TASKS FOR THIS EXERCISE:
a) What accuracy on msrvtt does the issue thread report?
b) Please copy the issue thread from "Open lxrrrrrr opened" through "accuracy on msvd.", swapping "closer look" for "second look".

READING PASSAGE:
════
Open lxrrrrrr opened 4 months ago
I feel like I might have missed something somewhere, let me take a closer look
I can roughly achieve ~60% accuracy on msvd.
But i can only get ~42% on msrvtt.
I think part of the reason is the way the dataset is processed. Are you using the annotations provided by the author?
Yes, i use the annotations provided by the author. Maybe the problem is related to this.
Many thanks for your then I processed the data according to the code you provided and re-downloaded the msvd dataset using download_scripts in the code, but I can't use annotations provided by the author, there are a lot of data length mismatch will report an error, may I ask you how to deal with it, looking forward to your reply
You may simply reduce the total num_frames by 1 or 2 in the dataset.py for each dataset.
Many thanks for your then I processed the data according to the code you provided and re-downloaded the msvd dataset using download_scripts in the code, but I can't use annotations provided by the author, there are a lot of data length mismatch will report an error, may I ask you how to deal with it, looking forward to your reply
Following this https://github.com/boheumd/MA-LMM/issues/3#issuecomment-2053855973. You can update the "frame_length" to your actual extracted frame length for each video in the annotation file.
hello, I met the same problem, may I ask if you reproduce the value in the paper now?
I just used an A800 and changed the batch size to 32. The other parameters are consistent with the appendix of the paper. Why can I only achieve 53%
════
DATASET ROWS:
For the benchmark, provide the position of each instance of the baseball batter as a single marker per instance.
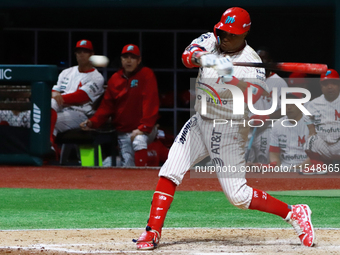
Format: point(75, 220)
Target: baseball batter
point(15, 118)
point(214, 53)
point(77, 90)
point(260, 147)
point(324, 123)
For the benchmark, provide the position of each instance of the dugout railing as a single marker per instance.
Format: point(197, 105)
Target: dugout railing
point(34, 82)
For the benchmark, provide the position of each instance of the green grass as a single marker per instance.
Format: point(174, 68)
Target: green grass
point(50, 209)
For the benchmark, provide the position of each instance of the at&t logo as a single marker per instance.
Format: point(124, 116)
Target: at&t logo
point(36, 118)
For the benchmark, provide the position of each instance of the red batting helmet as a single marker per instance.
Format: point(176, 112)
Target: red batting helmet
point(331, 74)
point(235, 20)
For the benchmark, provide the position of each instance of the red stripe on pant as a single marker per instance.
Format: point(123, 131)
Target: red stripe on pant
point(264, 202)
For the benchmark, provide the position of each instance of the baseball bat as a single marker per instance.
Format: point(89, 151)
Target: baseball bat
point(288, 67)
point(250, 143)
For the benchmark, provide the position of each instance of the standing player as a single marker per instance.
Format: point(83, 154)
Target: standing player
point(260, 147)
point(324, 122)
point(132, 100)
point(77, 90)
point(225, 144)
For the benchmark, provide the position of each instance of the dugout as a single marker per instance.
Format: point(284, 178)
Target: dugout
point(26, 146)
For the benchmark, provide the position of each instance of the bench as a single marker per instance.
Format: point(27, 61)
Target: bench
point(87, 145)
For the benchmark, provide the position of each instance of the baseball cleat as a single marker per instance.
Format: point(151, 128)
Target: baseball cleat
point(300, 218)
point(148, 240)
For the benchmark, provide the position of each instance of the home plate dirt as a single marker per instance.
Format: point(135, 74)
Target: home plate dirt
point(174, 241)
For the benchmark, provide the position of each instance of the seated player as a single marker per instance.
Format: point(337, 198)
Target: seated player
point(131, 99)
point(76, 92)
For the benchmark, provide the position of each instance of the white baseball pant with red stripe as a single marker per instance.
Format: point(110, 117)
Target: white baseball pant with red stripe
point(225, 146)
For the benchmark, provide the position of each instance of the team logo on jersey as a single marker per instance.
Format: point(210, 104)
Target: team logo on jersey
point(301, 141)
point(134, 83)
point(229, 20)
point(209, 93)
point(337, 115)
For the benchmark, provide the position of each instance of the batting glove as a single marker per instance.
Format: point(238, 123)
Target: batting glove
point(256, 119)
point(208, 60)
point(225, 69)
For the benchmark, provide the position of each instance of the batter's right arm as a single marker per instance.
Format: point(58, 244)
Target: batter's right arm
point(275, 157)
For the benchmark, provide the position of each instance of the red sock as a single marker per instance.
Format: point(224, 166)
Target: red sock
point(161, 202)
point(141, 157)
point(54, 117)
point(264, 202)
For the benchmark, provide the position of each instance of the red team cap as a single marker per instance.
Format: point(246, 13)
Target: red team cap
point(331, 74)
point(131, 48)
point(235, 20)
point(84, 44)
point(294, 95)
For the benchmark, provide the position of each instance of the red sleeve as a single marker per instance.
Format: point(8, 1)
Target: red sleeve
point(76, 98)
point(150, 103)
point(274, 149)
point(256, 92)
point(106, 107)
point(187, 54)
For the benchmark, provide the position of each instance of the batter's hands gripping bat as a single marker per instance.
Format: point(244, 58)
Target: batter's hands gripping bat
point(250, 143)
point(288, 67)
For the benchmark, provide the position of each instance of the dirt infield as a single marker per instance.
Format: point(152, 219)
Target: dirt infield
point(174, 241)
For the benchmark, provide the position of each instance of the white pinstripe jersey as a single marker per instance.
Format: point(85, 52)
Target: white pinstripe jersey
point(290, 140)
point(210, 77)
point(326, 118)
point(70, 80)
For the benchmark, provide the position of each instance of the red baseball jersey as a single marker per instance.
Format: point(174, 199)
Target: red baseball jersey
point(132, 102)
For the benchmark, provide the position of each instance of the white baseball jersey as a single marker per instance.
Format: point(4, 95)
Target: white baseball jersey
point(70, 80)
point(290, 140)
point(260, 147)
point(210, 77)
point(224, 143)
point(326, 118)
point(22, 119)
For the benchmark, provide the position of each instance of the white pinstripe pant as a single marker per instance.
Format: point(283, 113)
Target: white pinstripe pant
point(225, 146)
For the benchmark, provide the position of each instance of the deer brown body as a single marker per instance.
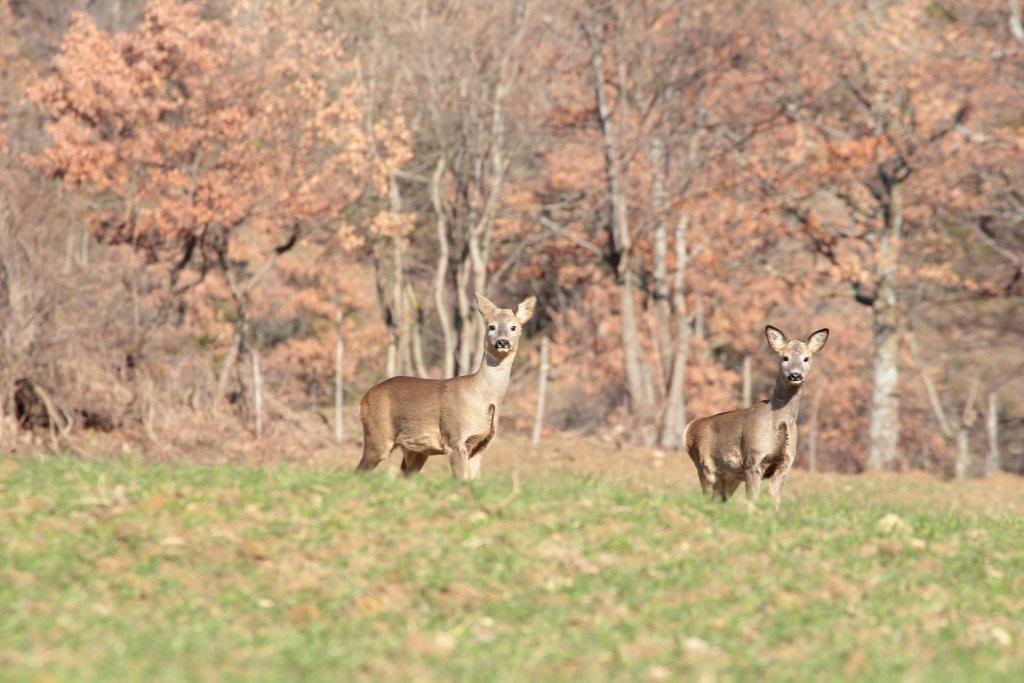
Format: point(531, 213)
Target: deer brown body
point(760, 441)
point(455, 417)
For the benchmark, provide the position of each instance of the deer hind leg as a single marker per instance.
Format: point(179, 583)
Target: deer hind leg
point(727, 487)
point(376, 446)
point(752, 477)
point(705, 473)
point(775, 483)
point(412, 462)
point(473, 466)
point(459, 459)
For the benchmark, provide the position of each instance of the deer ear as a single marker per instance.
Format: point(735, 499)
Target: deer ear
point(775, 338)
point(484, 305)
point(524, 309)
point(817, 340)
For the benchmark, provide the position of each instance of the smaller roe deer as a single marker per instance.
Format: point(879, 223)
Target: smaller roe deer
point(457, 417)
point(759, 441)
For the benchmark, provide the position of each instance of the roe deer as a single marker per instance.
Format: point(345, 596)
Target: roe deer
point(759, 441)
point(456, 417)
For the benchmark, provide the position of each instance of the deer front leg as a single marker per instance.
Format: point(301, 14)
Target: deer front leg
point(777, 480)
point(459, 458)
point(474, 466)
point(752, 477)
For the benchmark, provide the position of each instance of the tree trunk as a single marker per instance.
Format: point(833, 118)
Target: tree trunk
point(963, 459)
point(467, 318)
point(257, 392)
point(230, 358)
point(440, 273)
point(401, 318)
point(663, 306)
point(674, 416)
point(992, 427)
point(747, 391)
point(542, 391)
point(401, 324)
point(812, 440)
point(639, 390)
point(884, 427)
point(415, 313)
point(339, 381)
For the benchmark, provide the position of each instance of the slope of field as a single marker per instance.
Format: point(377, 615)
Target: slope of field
point(549, 569)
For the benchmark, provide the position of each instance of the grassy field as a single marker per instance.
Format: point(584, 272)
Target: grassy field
point(126, 569)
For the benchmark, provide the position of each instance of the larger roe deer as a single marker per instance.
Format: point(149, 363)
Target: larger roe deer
point(759, 441)
point(456, 417)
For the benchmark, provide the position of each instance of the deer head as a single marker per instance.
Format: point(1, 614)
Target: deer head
point(504, 326)
point(795, 355)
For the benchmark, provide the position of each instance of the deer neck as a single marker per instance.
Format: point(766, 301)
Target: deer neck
point(494, 375)
point(785, 397)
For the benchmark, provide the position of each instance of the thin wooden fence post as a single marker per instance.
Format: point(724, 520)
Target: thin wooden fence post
point(339, 382)
point(542, 391)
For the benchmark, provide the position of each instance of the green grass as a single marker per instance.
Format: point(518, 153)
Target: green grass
point(126, 569)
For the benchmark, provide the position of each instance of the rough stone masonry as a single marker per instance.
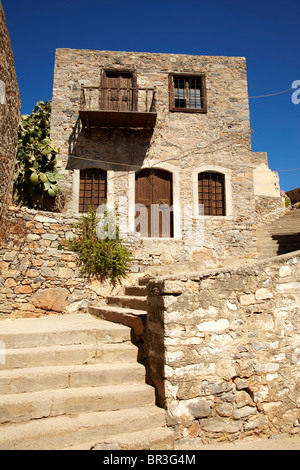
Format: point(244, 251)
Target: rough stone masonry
point(182, 143)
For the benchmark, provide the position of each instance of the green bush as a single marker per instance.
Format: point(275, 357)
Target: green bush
point(100, 249)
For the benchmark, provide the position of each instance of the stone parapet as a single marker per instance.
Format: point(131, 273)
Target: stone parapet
point(224, 349)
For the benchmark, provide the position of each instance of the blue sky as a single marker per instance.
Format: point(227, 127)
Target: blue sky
point(266, 32)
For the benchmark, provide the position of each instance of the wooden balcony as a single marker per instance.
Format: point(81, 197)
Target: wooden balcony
point(104, 107)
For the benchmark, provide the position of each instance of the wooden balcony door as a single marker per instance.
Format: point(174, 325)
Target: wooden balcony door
point(118, 92)
point(154, 200)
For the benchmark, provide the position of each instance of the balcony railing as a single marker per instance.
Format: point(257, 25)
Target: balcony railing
point(117, 107)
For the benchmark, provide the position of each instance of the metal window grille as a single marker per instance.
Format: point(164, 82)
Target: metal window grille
point(93, 189)
point(188, 92)
point(211, 191)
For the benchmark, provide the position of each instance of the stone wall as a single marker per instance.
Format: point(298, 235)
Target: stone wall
point(224, 349)
point(9, 114)
point(38, 275)
point(181, 143)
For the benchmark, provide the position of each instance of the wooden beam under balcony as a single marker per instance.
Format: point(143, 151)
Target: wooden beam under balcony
point(107, 107)
point(121, 119)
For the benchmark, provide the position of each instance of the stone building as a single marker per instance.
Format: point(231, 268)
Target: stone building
point(165, 140)
point(9, 114)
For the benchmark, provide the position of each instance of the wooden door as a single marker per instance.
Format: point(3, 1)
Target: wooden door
point(154, 199)
point(118, 93)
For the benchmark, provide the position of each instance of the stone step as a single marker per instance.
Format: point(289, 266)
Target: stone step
point(126, 301)
point(60, 330)
point(69, 355)
point(63, 431)
point(149, 439)
point(73, 376)
point(22, 407)
point(135, 319)
point(136, 291)
point(143, 281)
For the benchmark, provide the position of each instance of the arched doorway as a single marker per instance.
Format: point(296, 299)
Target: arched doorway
point(154, 203)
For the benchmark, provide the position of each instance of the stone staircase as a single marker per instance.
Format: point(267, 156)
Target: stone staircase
point(279, 237)
point(73, 382)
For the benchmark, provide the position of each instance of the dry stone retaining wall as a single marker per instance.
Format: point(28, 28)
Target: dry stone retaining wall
point(224, 349)
point(36, 275)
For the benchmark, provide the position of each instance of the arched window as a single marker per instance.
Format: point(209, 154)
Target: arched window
point(211, 193)
point(93, 189)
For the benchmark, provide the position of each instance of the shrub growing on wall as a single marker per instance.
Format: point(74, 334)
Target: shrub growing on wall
point(101, 252)
point(36, 175)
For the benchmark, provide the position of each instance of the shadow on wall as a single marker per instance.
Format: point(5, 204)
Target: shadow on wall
point(115, 149)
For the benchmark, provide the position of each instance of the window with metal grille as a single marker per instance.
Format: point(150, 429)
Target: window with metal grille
point(93, 189)
point(187, 93)
point(211, 193)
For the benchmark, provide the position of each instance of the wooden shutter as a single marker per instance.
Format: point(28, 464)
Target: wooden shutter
point(118, 91)
point(211, 191)
point(154, 187)
point(93, 189)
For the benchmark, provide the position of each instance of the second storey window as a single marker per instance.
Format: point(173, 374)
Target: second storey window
point(211, 193)
point(187, 93)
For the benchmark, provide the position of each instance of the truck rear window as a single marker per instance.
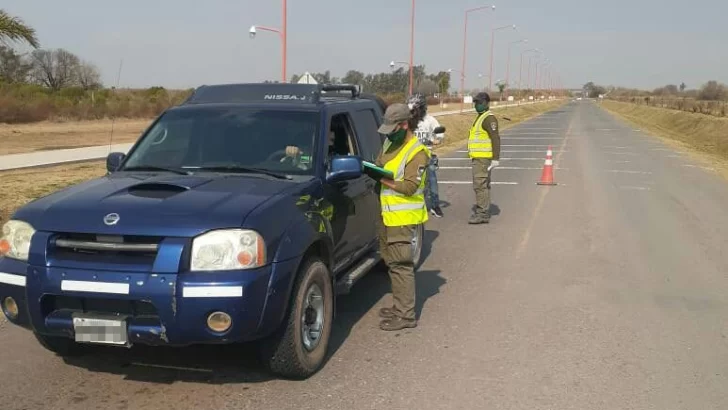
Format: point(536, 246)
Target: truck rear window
point(230, 136)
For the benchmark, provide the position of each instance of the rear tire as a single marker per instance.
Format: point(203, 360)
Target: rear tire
point(61, 346)
point(299, 348)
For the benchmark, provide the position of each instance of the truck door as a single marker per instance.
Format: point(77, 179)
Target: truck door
point(355, 203)
point(370, 143)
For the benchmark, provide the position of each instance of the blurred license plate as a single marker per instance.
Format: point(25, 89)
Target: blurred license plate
point(101, 331)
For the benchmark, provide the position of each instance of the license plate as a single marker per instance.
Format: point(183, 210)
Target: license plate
point(100, 331)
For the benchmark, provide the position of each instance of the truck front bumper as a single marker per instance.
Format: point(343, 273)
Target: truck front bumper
point(157, 309)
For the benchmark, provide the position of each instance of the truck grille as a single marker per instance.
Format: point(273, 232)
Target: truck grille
point(90, 248)
point(133, 308)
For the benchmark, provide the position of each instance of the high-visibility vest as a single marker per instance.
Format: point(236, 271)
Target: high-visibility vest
point(399, 209)
point(479, 143)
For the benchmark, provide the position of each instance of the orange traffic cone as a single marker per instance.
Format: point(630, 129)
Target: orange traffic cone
point(547, 176)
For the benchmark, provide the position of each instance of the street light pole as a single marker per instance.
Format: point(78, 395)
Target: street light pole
point(508, 64)
point(283, 33)
point(465, 40)
point(285, 40)
point(412, 47)
point(520, 70)
point(492, 43)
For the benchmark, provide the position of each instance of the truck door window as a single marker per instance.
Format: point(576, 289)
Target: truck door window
point(369, 137)
point(344, 138)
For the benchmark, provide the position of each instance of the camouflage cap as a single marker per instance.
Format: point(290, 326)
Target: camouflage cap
point(395, 114)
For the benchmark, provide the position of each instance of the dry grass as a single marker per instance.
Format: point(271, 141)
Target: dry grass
point(458, 125)
point(47, 135)
point(705, 136)
point(22, 186)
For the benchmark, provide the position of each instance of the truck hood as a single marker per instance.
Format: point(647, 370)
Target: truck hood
point(156, 205)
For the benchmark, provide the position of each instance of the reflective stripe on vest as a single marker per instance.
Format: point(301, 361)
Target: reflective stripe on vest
point(479, 143)
point(399, 209)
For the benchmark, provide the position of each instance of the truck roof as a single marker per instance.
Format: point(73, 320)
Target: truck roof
point(299, 95)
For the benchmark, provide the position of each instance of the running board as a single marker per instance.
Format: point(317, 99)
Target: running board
point(347, 281)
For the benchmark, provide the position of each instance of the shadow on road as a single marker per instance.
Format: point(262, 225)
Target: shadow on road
point(494, 209)
point(430, 238)
point(366, 295)
point(238, 364)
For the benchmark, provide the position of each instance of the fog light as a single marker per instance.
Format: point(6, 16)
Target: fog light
point(10, 307)
point(219, 322)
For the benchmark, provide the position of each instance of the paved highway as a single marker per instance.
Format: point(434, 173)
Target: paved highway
point(607, 291)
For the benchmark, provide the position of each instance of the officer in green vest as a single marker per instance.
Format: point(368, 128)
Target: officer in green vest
point(484, 151)
point(402, 209)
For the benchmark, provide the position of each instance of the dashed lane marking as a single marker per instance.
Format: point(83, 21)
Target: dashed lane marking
point(471, 182)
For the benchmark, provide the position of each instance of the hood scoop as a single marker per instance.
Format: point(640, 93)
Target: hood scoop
point(156, 190)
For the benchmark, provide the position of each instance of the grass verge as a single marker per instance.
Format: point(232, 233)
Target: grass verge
point(704, 137)
point(19, 187)
point(22, 186)
point(458, 125)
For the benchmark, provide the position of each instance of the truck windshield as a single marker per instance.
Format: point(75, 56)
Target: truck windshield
point(229, 138)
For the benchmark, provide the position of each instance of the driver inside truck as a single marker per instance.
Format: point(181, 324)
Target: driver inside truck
point(335, 147)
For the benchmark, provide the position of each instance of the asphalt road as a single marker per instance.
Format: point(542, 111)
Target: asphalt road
point(607, 291)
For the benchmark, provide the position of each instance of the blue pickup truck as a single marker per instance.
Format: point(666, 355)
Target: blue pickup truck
point(237, 216)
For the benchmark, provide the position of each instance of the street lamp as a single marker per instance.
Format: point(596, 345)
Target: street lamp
point(465, 40)
point(283, 34)
point(412, 47)
point(508, 64)
point(520, 75)
point(538, 54)
point(393, 64)
point(492, 41)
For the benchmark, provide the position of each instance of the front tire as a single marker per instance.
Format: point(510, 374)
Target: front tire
point(299, 348)
point(61, 346)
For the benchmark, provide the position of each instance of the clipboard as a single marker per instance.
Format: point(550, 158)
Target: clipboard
point(376, 172)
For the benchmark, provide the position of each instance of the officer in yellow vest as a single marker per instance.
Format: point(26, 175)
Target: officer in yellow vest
point(484, 151)
point(403, 208)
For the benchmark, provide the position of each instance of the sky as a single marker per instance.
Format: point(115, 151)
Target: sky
point(187, 43)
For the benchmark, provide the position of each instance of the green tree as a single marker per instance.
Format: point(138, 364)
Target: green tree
point(13, 69)
point(14, 29)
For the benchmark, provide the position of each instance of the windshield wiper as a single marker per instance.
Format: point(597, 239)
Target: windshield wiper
point(240, 169)
point(156, 168)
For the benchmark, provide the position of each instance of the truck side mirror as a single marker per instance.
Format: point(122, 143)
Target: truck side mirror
point(114, 160)
point(344, 168)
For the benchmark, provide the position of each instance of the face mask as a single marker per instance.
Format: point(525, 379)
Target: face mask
point(397, 136)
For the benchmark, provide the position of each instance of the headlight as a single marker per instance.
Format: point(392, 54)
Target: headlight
point(15, 240)
point(228, 249)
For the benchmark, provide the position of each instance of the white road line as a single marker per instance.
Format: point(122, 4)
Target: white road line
point(532, 138)
point(470, 182)
point(534, 129)
point(696, 166)
point(624, 171)
point(502, 159)
point(508, 168)
point(531, 151)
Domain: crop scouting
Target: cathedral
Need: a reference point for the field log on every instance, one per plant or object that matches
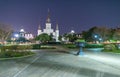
════
SOLUTIONS TO THE TASKS:
a) About 42%.

b)
Open lxrrrrrr opened 4 months ago
I feel like I might have missed something somewhere, let me take a second look
I can roughly achieve ~60% accuracy on msvd.